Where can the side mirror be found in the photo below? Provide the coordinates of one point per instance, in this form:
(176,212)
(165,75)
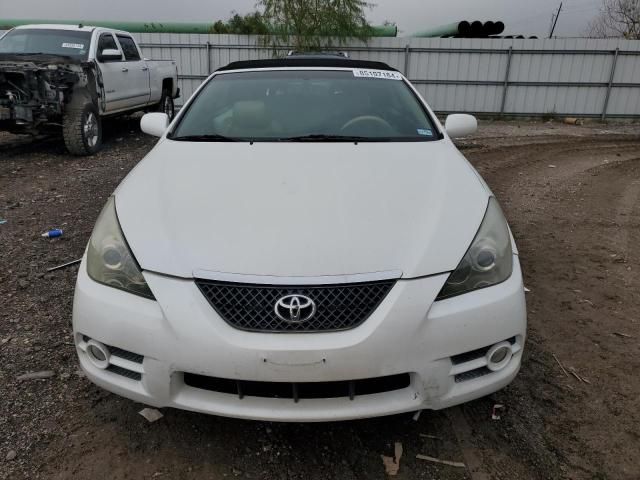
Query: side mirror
(154,123)
(460,124)
(109,55)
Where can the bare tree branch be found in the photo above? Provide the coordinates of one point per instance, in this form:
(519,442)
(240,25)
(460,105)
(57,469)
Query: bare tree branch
(617,18)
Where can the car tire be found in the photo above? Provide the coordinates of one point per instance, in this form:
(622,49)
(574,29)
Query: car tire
(82,130)
(166,104)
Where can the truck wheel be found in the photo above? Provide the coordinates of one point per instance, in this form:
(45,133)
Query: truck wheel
(82,130)
(166,104)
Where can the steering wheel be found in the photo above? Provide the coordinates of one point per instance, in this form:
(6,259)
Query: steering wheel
(363,120)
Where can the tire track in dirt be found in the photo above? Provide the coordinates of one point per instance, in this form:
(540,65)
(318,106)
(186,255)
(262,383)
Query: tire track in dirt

— Instructions to follow —
Please copy out all of the lines above word for word, omitting the pictures.

— Solution to this problem —
Where can the side mirror be found in the photo below? Provide the coordinates of one point per instance, in this form:
(176,212)
(165,75)
Query: side mirror
(154,123)
(460,124)
(109,55)
Where can the bare tree branch be found in the photo above? Provide the coordinates of one point per instance, in this form:
(519,442)
(240,25)
(460,105)
(57,469)
Query: bare tree branch
(617,18)
Where can the car tire be found in the photo above? Provide the coordinates of one point per instance, in this form:
(622,49)
(574,29)
Query: car tire
(82,130)
(166,104)
Where can the truck wheel be found in the photo above? Provide the coordinates of one point per instance, in this form:
(45,133)
Query: truck wheel
(82,130)
(166,104)
Where can the steering wheel be found in the photo above? Provide the coordinates of one point per instance, in this form:
(6,259)
Query: steering wheel
(363,120)
Where can the tire track in dirt be found in the photo above? Provide the coordinates of one point per instance, in this form:
(540,65)
(318,106)
(186,255)
(262,383)
Query: tire track in dirt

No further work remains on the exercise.